*Exercise instructions:* Quote the lines below exactly, from the one that holds "of the sandstone" through the final line of the records, and only those.

[Data listing]
┄┄┄┄┄┄┄┄┄┄
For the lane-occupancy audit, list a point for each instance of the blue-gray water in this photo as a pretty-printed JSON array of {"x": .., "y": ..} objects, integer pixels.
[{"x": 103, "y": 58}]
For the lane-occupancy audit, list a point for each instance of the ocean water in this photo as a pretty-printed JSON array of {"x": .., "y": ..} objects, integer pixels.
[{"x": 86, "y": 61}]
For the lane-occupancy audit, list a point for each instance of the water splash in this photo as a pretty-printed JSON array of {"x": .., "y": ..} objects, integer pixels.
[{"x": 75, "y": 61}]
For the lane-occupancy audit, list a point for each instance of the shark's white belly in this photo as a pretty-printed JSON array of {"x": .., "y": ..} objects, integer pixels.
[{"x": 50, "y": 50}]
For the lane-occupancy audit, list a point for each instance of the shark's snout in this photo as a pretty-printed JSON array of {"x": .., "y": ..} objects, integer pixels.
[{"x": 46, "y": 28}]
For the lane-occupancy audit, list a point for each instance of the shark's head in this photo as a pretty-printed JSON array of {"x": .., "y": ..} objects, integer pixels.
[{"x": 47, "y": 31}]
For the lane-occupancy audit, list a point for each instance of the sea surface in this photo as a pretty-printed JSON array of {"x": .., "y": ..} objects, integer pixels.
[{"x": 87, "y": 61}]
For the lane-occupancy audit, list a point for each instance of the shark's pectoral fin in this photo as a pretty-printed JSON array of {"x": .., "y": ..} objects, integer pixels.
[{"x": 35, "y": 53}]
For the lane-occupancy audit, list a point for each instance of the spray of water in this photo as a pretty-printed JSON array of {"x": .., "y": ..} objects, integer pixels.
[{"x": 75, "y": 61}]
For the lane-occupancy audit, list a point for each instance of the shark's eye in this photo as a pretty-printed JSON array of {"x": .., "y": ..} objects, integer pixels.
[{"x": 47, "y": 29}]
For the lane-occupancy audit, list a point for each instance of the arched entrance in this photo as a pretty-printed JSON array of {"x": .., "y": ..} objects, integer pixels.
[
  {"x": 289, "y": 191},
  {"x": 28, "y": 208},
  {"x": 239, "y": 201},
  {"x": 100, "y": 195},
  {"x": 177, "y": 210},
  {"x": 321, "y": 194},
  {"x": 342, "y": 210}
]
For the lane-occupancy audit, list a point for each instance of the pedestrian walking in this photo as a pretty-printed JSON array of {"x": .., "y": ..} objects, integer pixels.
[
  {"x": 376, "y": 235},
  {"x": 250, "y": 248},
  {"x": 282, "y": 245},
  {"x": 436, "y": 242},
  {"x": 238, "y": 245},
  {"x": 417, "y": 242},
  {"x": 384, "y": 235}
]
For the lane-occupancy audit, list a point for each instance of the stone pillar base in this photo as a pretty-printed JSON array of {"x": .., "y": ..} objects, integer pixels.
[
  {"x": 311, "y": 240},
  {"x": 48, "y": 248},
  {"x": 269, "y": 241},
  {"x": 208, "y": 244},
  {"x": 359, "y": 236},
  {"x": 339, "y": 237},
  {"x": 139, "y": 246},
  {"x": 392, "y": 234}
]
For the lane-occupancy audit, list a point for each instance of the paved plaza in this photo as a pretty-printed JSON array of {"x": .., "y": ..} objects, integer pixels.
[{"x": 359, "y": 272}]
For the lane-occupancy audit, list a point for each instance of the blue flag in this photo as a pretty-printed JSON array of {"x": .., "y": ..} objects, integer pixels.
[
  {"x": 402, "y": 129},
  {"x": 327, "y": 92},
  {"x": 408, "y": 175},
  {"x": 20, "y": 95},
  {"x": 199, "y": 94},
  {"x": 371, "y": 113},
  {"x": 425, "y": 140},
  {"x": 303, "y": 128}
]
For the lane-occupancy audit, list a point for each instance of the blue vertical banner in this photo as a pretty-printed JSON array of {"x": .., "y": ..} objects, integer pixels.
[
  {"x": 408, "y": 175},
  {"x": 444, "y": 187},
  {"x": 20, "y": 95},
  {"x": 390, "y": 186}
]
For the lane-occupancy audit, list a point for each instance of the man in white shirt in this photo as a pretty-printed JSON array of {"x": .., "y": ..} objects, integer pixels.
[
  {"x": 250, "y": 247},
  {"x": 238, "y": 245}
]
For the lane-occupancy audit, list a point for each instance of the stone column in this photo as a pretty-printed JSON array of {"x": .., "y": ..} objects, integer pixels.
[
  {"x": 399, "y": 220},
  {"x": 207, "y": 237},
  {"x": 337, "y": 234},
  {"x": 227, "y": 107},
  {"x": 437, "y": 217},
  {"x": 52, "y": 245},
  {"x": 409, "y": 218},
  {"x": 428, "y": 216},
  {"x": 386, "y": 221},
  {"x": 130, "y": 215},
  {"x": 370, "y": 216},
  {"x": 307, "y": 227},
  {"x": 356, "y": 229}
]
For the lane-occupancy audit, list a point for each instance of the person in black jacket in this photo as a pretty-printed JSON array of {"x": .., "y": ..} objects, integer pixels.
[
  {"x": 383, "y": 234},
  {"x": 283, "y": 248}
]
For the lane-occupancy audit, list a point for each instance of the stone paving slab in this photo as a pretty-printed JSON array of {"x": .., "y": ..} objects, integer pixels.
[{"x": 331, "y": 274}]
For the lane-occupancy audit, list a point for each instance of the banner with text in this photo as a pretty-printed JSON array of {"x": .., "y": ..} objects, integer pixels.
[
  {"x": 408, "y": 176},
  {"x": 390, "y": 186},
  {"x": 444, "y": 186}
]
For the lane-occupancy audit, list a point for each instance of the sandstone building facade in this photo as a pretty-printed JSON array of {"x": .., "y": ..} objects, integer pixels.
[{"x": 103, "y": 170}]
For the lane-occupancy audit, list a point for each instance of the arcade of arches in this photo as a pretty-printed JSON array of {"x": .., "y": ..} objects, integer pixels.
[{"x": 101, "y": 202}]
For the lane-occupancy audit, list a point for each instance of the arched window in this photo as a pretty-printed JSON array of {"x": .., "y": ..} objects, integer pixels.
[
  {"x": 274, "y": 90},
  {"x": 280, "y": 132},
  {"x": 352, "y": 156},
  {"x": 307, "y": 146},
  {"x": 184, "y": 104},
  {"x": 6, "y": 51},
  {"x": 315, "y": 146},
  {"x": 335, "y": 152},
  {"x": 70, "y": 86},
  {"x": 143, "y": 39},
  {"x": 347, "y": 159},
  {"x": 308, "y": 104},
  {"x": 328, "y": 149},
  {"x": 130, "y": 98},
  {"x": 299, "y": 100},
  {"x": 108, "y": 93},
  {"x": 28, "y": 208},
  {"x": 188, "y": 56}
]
┄┄┄┄┄┄┄┄┄┄
*Completed task:*
For the lane-occupancy audit, list a point for each instance of the sandstone building facade in this photo as a pretty-printed JSON array of {"x": .., "y": ..} objects, integer pixels.
[{"x": 103, "y": 170}]
For the lane-occupancy audit, list a point for each instance of the arcade of arches in this photo as a pretty-printed JSON array of {"x": .., "y": ..} objects, integer pixels.
[{"x": 101, "y": 202}]
For the lane-occupancy audit, list a point for each instance of the arched window in this photo as a pretty-printed JSON array of {"x": .., "y": ..} objects, integer pixels.
[
  {"x": 274, "y": 90},
  {"x": 280, "y": 132},
  {"x": 352, "y": 156},
  {"x": 307, "y": 146},
  {"x": 184, "y": 104},
  {"x": 6, "y": 51},
  {"x": 315, "y": 146},
  {"x": 335, "y": 152},
  {"x": 70, "y": 86},
  {"x": 143, "y": 39},
  {"x": 347, "y": 159},
  {"x": 308, "y": 104},
  {"x": 328, "y": 149},
  {"x": 130, "y": 98},
  {"x": 299, "y": 100},
  {"x": 108, "y": 93},
  {"x": 28, "y": 208},
  {"x": 188, "y": 56}
]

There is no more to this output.